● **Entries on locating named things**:

_ _ _ _

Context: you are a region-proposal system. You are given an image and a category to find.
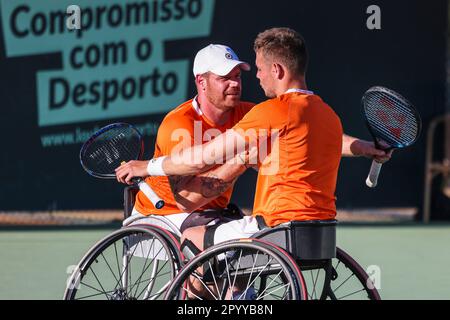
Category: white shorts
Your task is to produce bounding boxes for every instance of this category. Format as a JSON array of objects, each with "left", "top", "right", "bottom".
[{"left": 214, "top": 216, "right": 260, "bottom": 244}]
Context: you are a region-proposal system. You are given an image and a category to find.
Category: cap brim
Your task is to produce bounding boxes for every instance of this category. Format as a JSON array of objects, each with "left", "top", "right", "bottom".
[{"left": 211, "top": 60, "right": 251, "bottom": 76}]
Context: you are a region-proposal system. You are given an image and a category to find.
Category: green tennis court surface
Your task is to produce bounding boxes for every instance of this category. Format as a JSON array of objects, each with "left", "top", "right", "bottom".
[{"left": 0, "top": 224, "right": 450, "bottom": 299}]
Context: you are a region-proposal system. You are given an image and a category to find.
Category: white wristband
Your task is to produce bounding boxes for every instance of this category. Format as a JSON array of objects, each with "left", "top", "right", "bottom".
[{"left": 147, "top": 156, "right": 167, "bottom": 176}]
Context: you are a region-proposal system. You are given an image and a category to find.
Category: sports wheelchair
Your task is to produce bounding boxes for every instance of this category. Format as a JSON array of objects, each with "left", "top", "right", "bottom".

_ _ _ _

● **Directions**:
Pick out each line above that contains the word "white", and copy those lines.

● **Reply to the task**:
Category: white shorts
Category: white wristband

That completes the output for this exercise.